● **TEXTE À LIRE**
-.-.-

Créé en 1914 à l’Opéra de Monte-Carlo, deux ans après la mort du compositeur, Cléopâtre, à l’instar d’Ariane (1906), de Bacchus (1909) ou encore de Roma (1912), est inspiré par l’Antiquité. Mais si Richard Strauss mélange les genres dans sa propre Ariane à Naxos ou, sans le goût de la parodie d’Offenbach, joue la carte de l’ironie, comme dans Hélène d’Egypte, Massenet se prend au sérieux et emprunte son esthétique aux plus beaux tableaux pompiers du XIXe, dont s’est largement inspiré Charles Roubaud, avec le concours d’Emmanuelle Favre pour les décors et de Marie-Jeanne Gauthé pour les vidéos, dessinant le portrait de la belle Egyptienne avec les langueurs d’un Ingres et la rigueur académique d’un David.

-.-.-

● **DONNÉES FOURNIES**
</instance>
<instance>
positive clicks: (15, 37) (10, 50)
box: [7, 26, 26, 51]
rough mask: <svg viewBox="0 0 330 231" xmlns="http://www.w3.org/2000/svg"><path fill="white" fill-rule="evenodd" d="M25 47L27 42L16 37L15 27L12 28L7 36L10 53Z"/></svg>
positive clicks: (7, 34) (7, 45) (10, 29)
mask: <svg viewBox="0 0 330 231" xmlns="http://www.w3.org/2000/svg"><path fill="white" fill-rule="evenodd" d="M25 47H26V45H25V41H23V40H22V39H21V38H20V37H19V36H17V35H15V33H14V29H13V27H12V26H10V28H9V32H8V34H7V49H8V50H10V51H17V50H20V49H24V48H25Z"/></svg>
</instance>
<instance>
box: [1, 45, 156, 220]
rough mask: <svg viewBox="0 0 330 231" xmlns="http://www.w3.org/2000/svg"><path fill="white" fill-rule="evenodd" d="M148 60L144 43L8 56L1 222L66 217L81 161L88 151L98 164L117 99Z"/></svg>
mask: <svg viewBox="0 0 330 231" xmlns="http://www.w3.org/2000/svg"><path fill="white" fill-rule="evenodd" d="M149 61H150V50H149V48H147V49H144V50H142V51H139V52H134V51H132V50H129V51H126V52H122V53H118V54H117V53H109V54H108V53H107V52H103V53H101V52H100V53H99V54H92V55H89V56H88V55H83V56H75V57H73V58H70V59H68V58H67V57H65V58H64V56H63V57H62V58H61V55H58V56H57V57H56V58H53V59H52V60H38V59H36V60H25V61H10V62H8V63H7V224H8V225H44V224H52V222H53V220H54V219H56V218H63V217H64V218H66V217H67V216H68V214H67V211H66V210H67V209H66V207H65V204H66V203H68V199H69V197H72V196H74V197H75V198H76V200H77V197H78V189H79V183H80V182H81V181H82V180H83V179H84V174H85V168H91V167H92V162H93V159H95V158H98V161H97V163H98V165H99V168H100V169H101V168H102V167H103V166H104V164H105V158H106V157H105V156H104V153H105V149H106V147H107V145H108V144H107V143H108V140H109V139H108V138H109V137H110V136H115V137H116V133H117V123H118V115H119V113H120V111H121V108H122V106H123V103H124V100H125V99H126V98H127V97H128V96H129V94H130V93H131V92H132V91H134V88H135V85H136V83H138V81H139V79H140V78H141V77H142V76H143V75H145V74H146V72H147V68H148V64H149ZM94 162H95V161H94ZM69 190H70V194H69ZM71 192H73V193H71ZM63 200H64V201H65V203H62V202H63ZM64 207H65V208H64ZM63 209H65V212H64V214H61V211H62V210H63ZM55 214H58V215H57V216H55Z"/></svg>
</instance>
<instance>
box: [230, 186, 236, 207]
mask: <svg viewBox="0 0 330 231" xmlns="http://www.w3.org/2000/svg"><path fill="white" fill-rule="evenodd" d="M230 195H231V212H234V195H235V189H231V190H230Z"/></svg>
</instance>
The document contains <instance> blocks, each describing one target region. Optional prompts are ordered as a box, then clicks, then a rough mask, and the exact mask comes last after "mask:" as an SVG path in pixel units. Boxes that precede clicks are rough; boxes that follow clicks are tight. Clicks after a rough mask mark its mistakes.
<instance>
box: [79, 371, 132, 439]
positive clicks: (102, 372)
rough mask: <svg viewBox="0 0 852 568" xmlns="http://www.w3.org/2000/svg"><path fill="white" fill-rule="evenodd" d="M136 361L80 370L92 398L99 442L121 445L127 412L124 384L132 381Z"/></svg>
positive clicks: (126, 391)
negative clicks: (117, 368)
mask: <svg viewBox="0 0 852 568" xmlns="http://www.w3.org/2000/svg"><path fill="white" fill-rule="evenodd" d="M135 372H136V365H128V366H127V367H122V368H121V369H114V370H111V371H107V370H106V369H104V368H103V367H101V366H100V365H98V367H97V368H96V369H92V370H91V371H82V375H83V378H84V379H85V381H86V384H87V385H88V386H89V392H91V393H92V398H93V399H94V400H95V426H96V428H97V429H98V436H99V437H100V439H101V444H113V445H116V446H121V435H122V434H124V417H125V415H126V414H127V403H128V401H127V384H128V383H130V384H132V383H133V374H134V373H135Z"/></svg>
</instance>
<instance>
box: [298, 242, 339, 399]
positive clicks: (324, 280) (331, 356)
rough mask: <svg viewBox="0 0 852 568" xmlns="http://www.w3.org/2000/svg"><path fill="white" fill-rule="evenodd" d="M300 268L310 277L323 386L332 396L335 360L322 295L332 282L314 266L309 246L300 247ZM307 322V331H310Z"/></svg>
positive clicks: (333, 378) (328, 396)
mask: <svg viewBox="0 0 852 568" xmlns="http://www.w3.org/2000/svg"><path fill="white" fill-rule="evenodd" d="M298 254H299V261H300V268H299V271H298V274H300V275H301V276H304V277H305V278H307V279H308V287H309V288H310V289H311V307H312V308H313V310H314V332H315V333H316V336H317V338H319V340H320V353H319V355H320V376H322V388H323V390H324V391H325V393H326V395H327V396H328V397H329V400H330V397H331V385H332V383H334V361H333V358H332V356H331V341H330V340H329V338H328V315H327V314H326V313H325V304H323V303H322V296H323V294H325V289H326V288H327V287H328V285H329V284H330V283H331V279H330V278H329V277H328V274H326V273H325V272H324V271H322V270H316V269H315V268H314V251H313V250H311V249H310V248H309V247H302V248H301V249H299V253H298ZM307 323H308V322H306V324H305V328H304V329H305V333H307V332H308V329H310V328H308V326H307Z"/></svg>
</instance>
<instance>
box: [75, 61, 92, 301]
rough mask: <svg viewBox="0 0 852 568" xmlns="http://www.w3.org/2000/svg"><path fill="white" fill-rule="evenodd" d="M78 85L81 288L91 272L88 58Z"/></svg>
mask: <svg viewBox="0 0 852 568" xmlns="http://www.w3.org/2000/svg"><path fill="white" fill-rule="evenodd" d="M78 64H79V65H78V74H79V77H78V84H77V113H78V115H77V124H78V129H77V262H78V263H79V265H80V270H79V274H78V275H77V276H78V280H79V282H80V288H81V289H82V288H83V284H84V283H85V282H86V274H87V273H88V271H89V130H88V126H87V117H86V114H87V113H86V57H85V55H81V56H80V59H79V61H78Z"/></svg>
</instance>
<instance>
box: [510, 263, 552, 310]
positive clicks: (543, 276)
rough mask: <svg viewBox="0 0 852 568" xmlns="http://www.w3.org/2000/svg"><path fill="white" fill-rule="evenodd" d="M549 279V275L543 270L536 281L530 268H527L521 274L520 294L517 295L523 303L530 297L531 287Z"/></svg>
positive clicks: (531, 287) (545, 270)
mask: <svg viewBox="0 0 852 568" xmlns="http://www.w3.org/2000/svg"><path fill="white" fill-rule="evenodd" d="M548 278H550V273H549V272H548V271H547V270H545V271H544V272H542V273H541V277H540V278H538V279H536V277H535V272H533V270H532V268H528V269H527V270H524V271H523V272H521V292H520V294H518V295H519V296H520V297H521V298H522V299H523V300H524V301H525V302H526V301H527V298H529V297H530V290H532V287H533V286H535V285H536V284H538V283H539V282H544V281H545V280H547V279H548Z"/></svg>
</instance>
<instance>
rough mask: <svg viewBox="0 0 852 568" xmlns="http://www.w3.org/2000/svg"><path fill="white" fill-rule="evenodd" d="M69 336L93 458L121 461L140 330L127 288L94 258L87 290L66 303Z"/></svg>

-.-.-

● **CONSIGNES**
A – Dans l'extrait sur la Cléopâtre de Massenet, qui a signé les vidéos de la mise en scène de Charles Roubaud ?
B – Poursuivez l'extrait sur la Cléopâtre de Massenet à la suite de sa dernière phrase.
Les données n'ont aucun lien avec le texte.

● **RÉPONSES**
A – Marie-Jeanne Gauthé.

B –
Pour un metteur en scène contemporain, l’évocation de ce monde exige un véritable talent d’illustrateur et une profonde culture, ce qui est le cas du metteur en scène marseillais. Toute œuvre oubliée a besoin du secours de l’image, de la démarche scénique, et nous serons reconnaissants à Charles Roubaud pour sa lecture «en situation» du drame historique. Accompagné par les fidèles Katia Duflot aux costumes et Marc Delamézière aux lumières, il propose un magnifique livre d’images, celui d’une Egypte de légende, auquel une direction d’acteurs affûtée fait néanmoins défaut (c’est là le talon d’Achille de l’homme de théâtre).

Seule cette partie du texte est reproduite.